> PROBLEM REQUIREMENTS
Write out exactly the lines from the one with "of the recessed" through the last line of the data below, but not the pictures.

┄┄┄┄┄┄┄┄┄┄

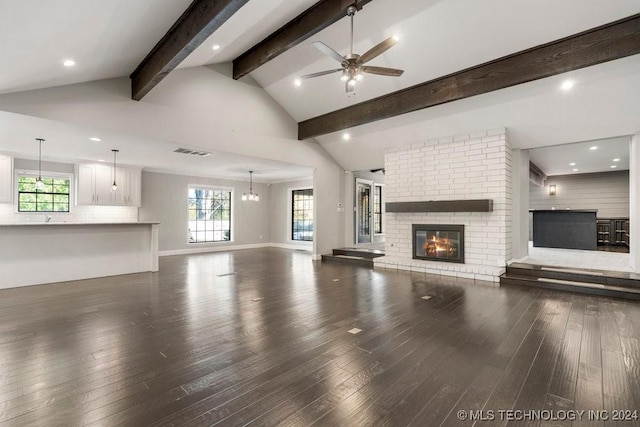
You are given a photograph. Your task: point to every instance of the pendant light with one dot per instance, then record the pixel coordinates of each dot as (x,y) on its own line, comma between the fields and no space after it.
(251,195)
(39,184)
(114,187)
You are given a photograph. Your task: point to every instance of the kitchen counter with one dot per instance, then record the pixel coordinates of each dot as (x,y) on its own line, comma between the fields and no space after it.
(33,253)
(26,224)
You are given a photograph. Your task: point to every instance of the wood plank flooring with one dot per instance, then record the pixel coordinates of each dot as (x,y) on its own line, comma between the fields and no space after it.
(260,337)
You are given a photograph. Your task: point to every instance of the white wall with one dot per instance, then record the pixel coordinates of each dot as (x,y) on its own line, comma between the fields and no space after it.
(280,212)
(608,192)
(476,166)
(634,211)
(164,199)
(520,204)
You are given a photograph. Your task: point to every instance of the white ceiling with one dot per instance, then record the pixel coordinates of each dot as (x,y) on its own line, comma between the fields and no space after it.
(106,38)
(70,143)
(563,159)
(109,39)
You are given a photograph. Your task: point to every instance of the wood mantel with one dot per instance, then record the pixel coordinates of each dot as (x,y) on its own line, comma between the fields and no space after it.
(477,205)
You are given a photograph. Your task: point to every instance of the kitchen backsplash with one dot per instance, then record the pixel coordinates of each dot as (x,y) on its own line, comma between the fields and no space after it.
(8,214)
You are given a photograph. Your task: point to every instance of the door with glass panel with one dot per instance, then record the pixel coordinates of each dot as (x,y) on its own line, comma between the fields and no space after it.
(364,210)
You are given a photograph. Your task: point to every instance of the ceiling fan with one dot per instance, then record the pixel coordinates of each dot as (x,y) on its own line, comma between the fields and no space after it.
(353,64)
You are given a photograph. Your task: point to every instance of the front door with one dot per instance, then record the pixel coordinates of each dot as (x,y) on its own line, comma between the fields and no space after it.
(364,211)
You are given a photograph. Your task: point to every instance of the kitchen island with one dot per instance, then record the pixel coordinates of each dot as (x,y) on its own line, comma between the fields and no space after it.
(567,229)
(37,253)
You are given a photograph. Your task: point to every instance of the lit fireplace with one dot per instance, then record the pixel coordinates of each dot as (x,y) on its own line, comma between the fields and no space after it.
(438,242)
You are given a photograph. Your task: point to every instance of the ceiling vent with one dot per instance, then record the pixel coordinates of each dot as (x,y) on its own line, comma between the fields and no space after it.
(192,152)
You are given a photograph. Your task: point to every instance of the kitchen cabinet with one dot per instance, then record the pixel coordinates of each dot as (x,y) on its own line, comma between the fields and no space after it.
(613,231)
(6,178)
(94,182)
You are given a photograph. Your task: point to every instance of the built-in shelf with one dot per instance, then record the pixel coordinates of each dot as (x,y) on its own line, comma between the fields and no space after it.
(477,205)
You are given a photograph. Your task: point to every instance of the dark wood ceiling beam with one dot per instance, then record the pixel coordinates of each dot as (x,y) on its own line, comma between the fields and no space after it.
(606,43)
(303,26)
(196,24)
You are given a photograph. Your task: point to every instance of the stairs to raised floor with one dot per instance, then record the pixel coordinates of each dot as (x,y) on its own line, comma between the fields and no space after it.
(354,256)
(596,282)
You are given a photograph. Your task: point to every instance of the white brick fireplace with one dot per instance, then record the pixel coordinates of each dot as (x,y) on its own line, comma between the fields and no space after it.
(463,167)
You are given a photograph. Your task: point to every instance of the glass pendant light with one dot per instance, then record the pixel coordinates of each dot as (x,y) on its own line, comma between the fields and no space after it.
(39,184)
(114,187)
(251,196)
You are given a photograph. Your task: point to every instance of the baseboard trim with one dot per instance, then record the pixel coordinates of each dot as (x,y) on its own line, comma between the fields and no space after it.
(307,248)
(225,248)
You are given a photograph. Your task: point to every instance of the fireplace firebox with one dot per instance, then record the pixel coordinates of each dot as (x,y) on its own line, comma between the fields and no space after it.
(435,242)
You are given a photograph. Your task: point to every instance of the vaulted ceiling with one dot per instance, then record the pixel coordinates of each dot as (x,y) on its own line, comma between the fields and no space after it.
(108,39)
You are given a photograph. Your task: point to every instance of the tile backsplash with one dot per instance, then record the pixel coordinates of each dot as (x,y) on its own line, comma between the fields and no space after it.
(8,214)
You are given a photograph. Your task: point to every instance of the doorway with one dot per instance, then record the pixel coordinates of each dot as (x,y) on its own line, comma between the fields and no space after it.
(364,211)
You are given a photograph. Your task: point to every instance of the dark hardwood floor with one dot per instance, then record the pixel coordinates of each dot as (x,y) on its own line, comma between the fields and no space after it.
(261,337)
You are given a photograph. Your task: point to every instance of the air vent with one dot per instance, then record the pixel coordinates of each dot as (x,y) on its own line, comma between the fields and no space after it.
(192,152)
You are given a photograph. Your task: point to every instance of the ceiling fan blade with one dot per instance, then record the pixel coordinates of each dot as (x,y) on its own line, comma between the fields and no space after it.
(329,51)
(319,73)
(378,49)
(383,71)
(348,88)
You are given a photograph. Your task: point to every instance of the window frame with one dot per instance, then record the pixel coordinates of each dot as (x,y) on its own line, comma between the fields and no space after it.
(44,174)
(231,213)
(290,216)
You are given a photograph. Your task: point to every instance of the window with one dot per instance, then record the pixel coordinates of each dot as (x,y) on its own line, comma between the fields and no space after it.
(53,198)
(302,215)
(377,210)
(209,215)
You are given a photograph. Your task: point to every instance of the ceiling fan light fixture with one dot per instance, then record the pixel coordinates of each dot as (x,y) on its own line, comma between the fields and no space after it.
(353,65)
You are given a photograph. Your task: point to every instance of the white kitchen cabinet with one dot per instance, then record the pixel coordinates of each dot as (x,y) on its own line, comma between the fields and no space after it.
(95,183)
(6,178)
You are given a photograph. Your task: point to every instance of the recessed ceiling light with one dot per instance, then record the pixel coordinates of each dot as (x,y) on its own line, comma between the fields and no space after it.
(567,85)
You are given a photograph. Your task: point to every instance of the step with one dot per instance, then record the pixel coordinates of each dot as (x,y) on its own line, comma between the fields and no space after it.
(348,259)
(359,252)
(611,278)
(571,285)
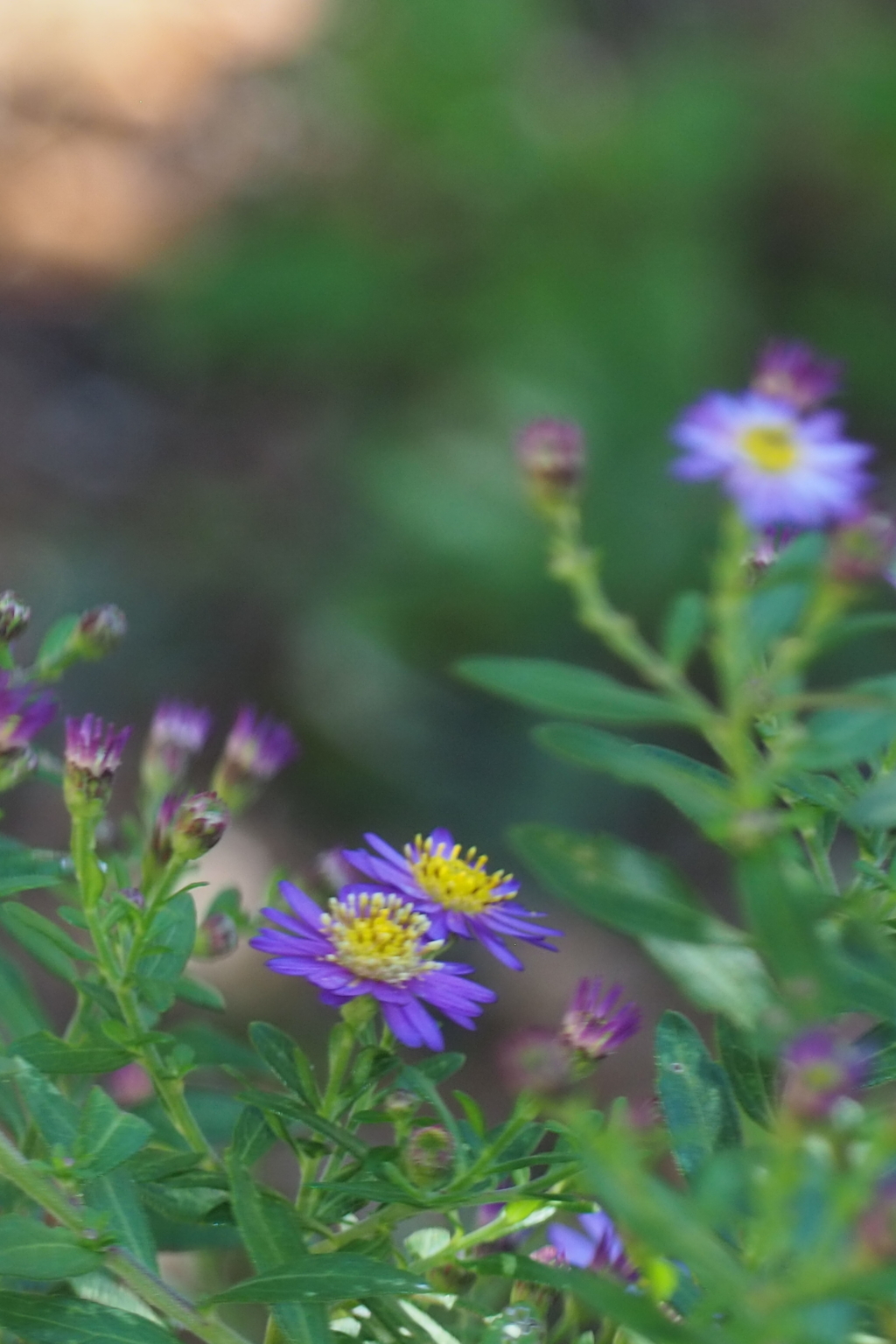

┄┄┄┄┄┄┄┄┄┄

> EXERCISE RESPONSE
You are given a photograph. Your task: point to every instance of the recessed ceiling light with one dot per instance, then record the pixel coordinates of each dot as (x,y) on its own line, comma between the fields and no space after it.
(567,85)
You are given a photograph. Your task: point to every instance of the step with one dot per instance, then record the pixel coordinates of each dot as (x,y) on its own line, comma between the fields and no space after it.
(348,259)
(359,252)
(611,278)
(571,285)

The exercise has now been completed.